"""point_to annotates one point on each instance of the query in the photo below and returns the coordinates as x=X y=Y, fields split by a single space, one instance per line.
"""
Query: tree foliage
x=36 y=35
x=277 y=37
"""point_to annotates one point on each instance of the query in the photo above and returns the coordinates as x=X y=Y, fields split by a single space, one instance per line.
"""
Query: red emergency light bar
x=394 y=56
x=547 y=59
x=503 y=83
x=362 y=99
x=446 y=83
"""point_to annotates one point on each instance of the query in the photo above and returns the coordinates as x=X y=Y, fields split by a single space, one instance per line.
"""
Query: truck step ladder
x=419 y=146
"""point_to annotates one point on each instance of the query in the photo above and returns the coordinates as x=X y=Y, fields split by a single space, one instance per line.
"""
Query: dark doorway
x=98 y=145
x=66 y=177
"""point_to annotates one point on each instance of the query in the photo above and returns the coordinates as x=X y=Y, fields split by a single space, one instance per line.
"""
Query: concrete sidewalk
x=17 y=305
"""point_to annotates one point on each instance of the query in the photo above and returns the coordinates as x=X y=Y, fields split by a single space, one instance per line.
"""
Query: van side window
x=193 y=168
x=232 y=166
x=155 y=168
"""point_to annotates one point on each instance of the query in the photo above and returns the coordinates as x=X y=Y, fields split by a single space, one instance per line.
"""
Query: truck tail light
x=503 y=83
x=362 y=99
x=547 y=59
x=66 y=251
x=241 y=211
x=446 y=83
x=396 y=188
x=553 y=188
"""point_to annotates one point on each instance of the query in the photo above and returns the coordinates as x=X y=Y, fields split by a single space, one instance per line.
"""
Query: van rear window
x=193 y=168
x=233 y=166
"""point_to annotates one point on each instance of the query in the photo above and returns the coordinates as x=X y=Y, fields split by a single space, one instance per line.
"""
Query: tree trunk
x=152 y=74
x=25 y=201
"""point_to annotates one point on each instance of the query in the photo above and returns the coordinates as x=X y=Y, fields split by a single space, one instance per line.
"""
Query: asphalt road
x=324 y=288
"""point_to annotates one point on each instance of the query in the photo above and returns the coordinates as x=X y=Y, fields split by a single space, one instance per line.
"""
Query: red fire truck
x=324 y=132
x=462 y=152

- - -

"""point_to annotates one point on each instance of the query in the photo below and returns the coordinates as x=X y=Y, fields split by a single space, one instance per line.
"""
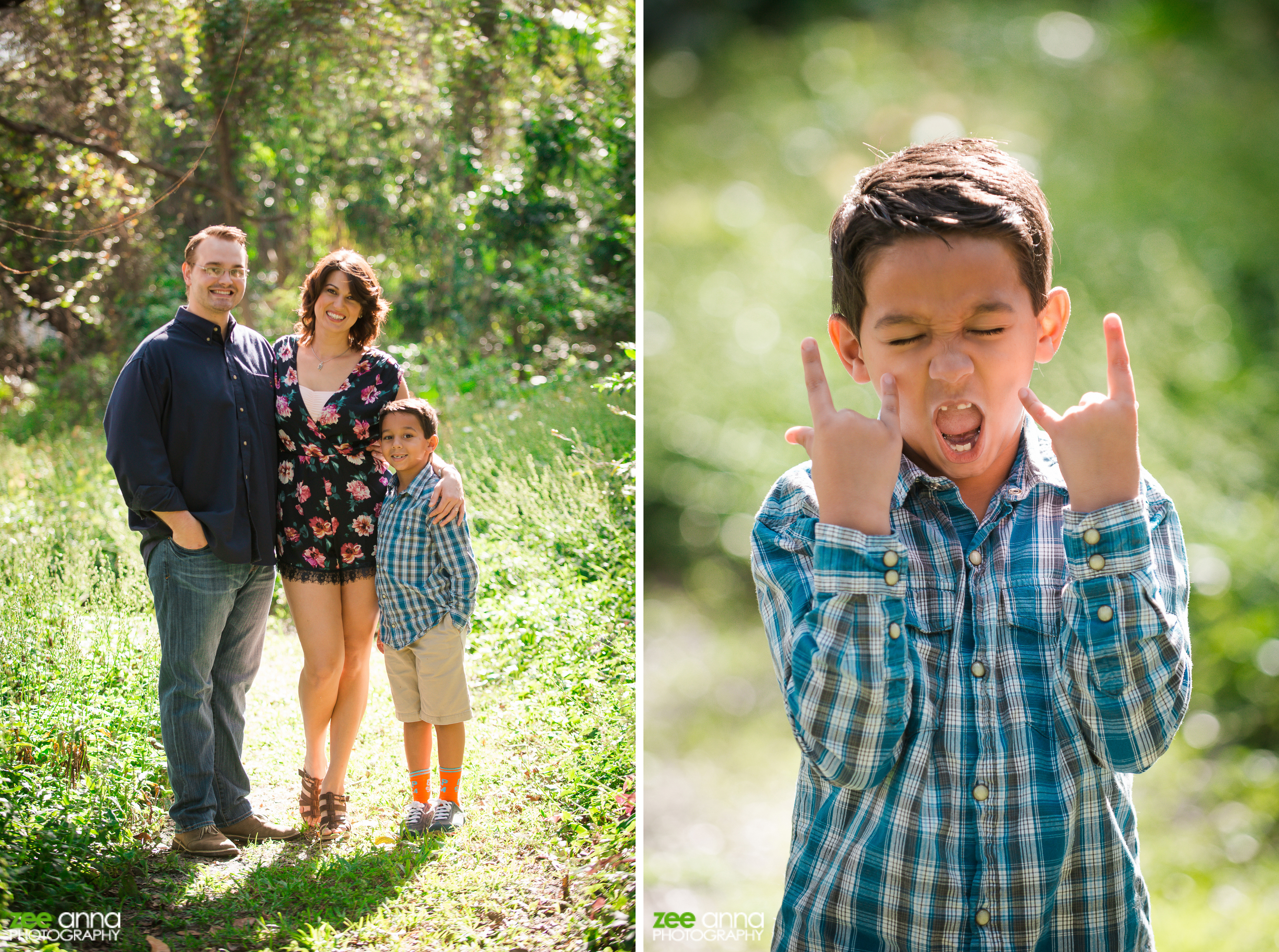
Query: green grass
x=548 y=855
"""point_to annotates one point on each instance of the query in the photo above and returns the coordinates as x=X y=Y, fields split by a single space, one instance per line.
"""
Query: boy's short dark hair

- - -

- Work to be completed: From the records above, collect every line that contains the string "truck".

- Written response:
Query: truck step ladder
Query: truck tail light
Query: red fire truck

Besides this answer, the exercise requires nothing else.